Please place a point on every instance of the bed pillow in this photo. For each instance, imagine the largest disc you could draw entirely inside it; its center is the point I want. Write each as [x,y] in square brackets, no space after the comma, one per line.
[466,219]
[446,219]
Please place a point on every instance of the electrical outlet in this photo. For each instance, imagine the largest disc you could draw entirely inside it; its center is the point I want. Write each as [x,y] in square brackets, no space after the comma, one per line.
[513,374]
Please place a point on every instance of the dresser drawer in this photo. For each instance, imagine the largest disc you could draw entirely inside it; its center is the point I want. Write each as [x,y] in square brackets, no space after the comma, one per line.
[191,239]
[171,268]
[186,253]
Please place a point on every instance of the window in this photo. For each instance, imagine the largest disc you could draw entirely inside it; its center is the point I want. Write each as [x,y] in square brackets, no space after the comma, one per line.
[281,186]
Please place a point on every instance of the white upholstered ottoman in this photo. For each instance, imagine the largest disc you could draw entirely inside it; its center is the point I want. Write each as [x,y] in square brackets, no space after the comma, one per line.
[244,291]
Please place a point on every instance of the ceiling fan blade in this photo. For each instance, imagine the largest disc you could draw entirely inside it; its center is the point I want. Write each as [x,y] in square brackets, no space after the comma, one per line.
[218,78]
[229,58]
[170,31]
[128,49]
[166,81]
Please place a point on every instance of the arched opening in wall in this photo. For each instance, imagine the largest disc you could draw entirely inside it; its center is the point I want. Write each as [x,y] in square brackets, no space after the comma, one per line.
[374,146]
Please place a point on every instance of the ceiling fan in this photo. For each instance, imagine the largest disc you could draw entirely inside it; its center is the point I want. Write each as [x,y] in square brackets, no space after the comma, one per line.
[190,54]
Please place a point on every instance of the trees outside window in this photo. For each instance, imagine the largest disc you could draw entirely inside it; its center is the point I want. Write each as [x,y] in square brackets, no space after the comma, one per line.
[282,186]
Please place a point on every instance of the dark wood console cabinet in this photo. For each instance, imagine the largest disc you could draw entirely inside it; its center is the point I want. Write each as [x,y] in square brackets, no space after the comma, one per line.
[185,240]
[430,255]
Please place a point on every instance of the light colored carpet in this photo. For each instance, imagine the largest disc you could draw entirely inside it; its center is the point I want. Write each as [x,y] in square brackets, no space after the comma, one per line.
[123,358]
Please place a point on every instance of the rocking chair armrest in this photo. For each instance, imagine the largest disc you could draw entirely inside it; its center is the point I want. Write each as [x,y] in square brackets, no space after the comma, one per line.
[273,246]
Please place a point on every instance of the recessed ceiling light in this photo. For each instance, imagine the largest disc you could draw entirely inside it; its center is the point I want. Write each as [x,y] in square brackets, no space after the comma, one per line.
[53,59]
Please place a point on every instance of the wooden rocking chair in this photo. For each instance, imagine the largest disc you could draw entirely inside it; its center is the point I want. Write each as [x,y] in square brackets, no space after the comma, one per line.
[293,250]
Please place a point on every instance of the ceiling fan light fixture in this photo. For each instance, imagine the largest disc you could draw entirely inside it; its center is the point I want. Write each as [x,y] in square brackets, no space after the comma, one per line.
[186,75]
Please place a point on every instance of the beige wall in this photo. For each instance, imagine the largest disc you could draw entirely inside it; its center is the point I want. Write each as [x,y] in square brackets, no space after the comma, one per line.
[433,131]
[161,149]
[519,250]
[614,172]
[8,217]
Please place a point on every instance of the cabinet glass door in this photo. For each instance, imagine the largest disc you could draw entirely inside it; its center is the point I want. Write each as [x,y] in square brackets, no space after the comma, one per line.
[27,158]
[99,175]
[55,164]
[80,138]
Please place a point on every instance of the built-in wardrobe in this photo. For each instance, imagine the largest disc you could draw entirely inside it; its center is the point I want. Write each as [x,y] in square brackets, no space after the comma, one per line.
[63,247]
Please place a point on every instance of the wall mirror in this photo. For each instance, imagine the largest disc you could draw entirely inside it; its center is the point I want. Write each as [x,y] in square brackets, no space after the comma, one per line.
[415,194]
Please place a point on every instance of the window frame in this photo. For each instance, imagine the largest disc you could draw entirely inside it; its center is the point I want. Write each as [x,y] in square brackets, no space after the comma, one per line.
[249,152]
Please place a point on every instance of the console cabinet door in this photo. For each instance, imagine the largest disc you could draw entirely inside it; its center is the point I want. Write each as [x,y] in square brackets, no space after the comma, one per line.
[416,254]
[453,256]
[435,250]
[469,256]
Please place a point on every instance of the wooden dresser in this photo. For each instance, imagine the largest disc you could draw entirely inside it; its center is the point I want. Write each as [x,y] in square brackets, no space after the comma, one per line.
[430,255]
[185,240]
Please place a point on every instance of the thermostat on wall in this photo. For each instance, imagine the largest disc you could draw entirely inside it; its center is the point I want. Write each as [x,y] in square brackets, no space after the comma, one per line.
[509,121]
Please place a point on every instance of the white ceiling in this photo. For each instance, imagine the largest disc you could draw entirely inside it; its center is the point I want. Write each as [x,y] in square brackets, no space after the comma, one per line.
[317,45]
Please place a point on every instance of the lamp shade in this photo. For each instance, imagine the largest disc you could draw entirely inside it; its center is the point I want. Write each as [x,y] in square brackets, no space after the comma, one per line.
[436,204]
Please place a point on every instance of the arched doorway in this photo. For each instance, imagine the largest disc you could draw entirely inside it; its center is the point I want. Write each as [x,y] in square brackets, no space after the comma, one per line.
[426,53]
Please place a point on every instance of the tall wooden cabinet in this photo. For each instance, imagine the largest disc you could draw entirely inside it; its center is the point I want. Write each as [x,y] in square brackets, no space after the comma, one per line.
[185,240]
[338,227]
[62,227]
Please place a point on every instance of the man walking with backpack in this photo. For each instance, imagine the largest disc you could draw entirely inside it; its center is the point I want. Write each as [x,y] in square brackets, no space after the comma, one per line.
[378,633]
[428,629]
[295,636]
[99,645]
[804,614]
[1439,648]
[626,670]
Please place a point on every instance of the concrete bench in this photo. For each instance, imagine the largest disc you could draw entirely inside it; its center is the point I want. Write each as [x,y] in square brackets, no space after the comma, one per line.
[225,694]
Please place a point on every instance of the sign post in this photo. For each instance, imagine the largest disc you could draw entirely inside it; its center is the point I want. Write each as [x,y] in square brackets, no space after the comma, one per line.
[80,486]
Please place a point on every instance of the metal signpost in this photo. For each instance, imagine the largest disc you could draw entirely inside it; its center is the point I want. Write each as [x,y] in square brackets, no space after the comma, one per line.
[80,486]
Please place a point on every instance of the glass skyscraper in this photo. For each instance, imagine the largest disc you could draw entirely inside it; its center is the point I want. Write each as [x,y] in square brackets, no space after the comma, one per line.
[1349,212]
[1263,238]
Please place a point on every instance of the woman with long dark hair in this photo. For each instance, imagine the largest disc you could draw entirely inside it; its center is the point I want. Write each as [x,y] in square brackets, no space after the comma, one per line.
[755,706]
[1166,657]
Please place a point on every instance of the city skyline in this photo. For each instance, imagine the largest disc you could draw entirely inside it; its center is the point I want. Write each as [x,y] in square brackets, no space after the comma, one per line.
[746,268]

-=-=-=-=-

What to work on> The records above should be restated word for word, please.

The response>
Please place a point on every instance of the bed pillow in this photo. For each instance, imagine the largest disc you could draw entirely inside it; its center is the point I want. Write each as [x,y] in square brackets, no space after the comma, one per line.
[466,219]
[446,219]
Please place a point on every instance of the electrical outlet in this photo. For each instance, imagine the largest disc you could draw entirely inside it; its center is the point I want. Write each as [x,y] in square brackets, no space after the comma, one per line.
[513,374]
Please place a point on every instance of the dresser drawer in this photo. For each instance, imagine the largest disc you could draw entirely inside it; its center is the point I want. Write each as [x,y] in square brackets, no space after the comma, one per line.
[191,239]
[171,268]
[186,253]
Please place a point on every instance of the window in this photo. For each instance, imagine the largest disc you could draw entirely inside it; its center is the point I want. Write each as [x,y] in square brackets, no space after the comma, one per line.
[281,186]
Please place a point on every instance of the white upholstered ottoman in this photo. For each instance, imagine the largest disc you could draw entirely inside it; its center is the point I want. Write each as [x,y] in square brackets, no space after the comma, one per line.
[244,291]
Please place a point on every instance of the ceiling fan blade in this photo. For each instance, imagine the largest disc you could draw entirely inside it; its center is the point I want. Write each as [x,y] in square brackets, no space after the comma, one per line.
[218,78]
[229,58]
[170,31]
[128,49]
[166,81]
Please place a point on every instance of the arched opening in wall in this photo. For each instance, imagine the largest disc you could draw entirely inside it; its center is the point I want. Write each as [x,y] in square brackets, no space after the comma, one per line.
[374,146]
Please place a point on every instance of the ceiling fan in this photo. For each instance, imagine the largest disc you could draw entirely inside it; its center is the point I want. Write each as [x,y] in square brackets, no space after the comma, one per line.
[190,54]
Please place a point on every instance of the trees outside window in this photo. For each instance, imagine the largest disc you could draw entirely inside it; its center is the point I want. Write each as [x,y] in square brackets, no space after the comma, one per line.
[282,186]
Please place a point on every instance of the dark wood console cabinet in this photo. For each instance, imagine the largest disc you could draw entirely inside it; its center is the point I want. Write each as [x,y] in square brackets, no space after the comma, one per line.
[185,240]
[430,255]
Please place a point on every instance of the light colored carpet in this photo. For each instance, imagine the largest disc you could draw entirely inside it; its center is the point I want. Write each as [x,y] in square brackets, no space after the comma, one per line.
[123,358]
Please place a point on every instance of the rocking chair armrest in this photo. For each instance, imagine the largest disc you could draw entirely inside it; its center is the point I want. Write each as [x,y] in square brackets, no space after the comma, one per line.
[273,246]
Please place a point on every instance of the recessed ceiling light in this photo. For each instance, imagine the largest disc you could draw entirely inside it; its center is the point I want. Write each as [x,y] in square brackets, no space after the comma, one per line.
[53,59]
Please place a point on every instance of the wooden rocking chair in this photo. For each instance, imagine the largest disc you could draw entirely inside it; its center is the point I want. Write each as [x,y] in square brackets, no space after the comma, one per line.
[293,250]
Please place a point on every instance of the ceiling fan light fixture in this photo. For each instance, imagine the largest disc you could draw entirely inside it; its center is the point I want. Write each as [x,y] in square brackets, no space after the comma, one per line.
[186,75]
Please place a point on every instance of the beige wall in this photo. For each instance, imagine the largest disc you could draw entirely inside it; its center is the point I want. Write each as [x,y] in square brackets, no space after the comma, one per line.
[433,131]
[161,149]
[519,250]
[614,172]
[8,217]
Please place a point on every instance of the cabinet glass door in this photo. For each instance, imagine the largest disc you could draw entirely inside it; its center is the point I want. Write each as [x,y] in square brackets, no space after the comma, one per line.
[27,158]
[99,175]
[55,164]
[80,138]
Please place a point on every instance of the built-in wardrobe in this photo. For each instance, imagine the largest disc you could draw entirely inside it; its center is the point I want. Write each as [x,y] in square brackets, no space after the comma, one per line.
[63,247]
Please place a point on every instance of the wall mirror in this photo. For each instance, imagine the largest disc you could draw entirely inside it; its center is the point I want. Write each as [x,y] in square brackets, no space after the comma, one per line.
[415,194]
Please place a point on every instance of the window frame in this photo. For each instance, imagine the largest disc you could draw entirely inside it; its center is the point I want. Write each as [x,y] in square brackets, no space after the comma, one per line.
[249,152]
Please place a point on every instance of the console cabinet door in this photo. For each instance, imagine the largest disc you could draw entirely inside it; its center is the point I want. Write each as [x,y] in square brackets, no space after the comma, one per line.
[416,254]
[453,256]
[435,250]
[469,256]
Please place a point on every instance of the wooden dresser in this photo. For each instance, imagine the largest disc you could draw entirely inside it; its center is the point I want. Write each as [x,y] in square brackets, no space after the comma, one per line.
[430,255]
[185,240]
Please place a point on every instance of the thermostat on wall in this photo. For each instance, imagine the largest disc you could draw entirely inside it; its center is the point I want. Write each as [x,y] in square brackets, no space after the comma, one per line.
[509,121]
Please place a point on every instance of the white ceiling in this photo. For each instance, imagine the largest disc you could draw entirely inside it; its center is the point I want. Write each as [x,y] in square brackets, no space after the comma, one per line.
[317,45]
Please place a point on every instance of the lamp shade in this photo. For each instance, imagine the largest disc you could draw entirely inside it; its center is the point I want. Write each as [x,y] in square brackets, no space after the comma, one per line.
[436,204]
Please place a point on every instance of the arched doorway in this photo. For each instance, imagine the largest disc you could draw entirely inside it; its center is the point I want. Write each as [x,y] in square brackets, no space after the comma, one per line.
[426,53]
Please place a point on every instance of the tall wooden cabinet in this photo. For each instance, imagine the largest disc you could draw entirely inside it; its center is the point I want. Write each as [x,y] in square brackets, no space after the comma, one per line.
[185,240]
[338,227]
[62,227]
Please place a point on every instance of the man walking with backpack in this photo. For each instance, imagine the largest disc you could draw entirely inside it; its center is the point I want. Write each as [x,y] in square brackets, no space after the comma, one per line.
[378,633]
[428,629]
[295,636]
[99,645]
[804,614]
[1439,648]
[626,670]
Please place a point on every instance of the concrete bench in this photo. For each instance, imagine the largest disc you could draw entirely inside it; its center is the point I want. Write each as [x,y] in square brackets, no space after the comma, one per line.
[225,694]
Please place a point on every instance of the sign post in this photo. For each instance, imagine the largest disc you could draw entirely inside it; its center is the point I want. Write each as [x,y] in square brackets, no space after the comma, one per line.
[80,486]
Please place a point on every instance of the metal signpost in this photo. For each instance, imagine the largest disc you could draw entirely inside it; its center is the point I want. Write each as [x,y] in square brackets, no space after the comma, one per line.
[80,486]
Please place a point on every instance of the glass skyscraper in this photo. For each instance, imagine the largest disc you could draw entirely inside it; its center is the point I want. Write each as [x,y] in square brackets, no space after the comma, one per line.
[1349,212]
[1263,238]
Please place a point on every instance of the woman with long dark hair in this photo. For each instance, imagine the largest disc you could draw entirely inside it; its center is the point I want. Write each as [x,y] in square brackets, no space after the comma, one per line.
[755,706]
[1166,657]
Please place a point on every instance of the city skyline in this photo. For each instance, imagine the largest disc you could draw entirely inside it; its center is the point I want. Write each as [x,y] in square brackets, no space after the comma, one per line.
[746,268]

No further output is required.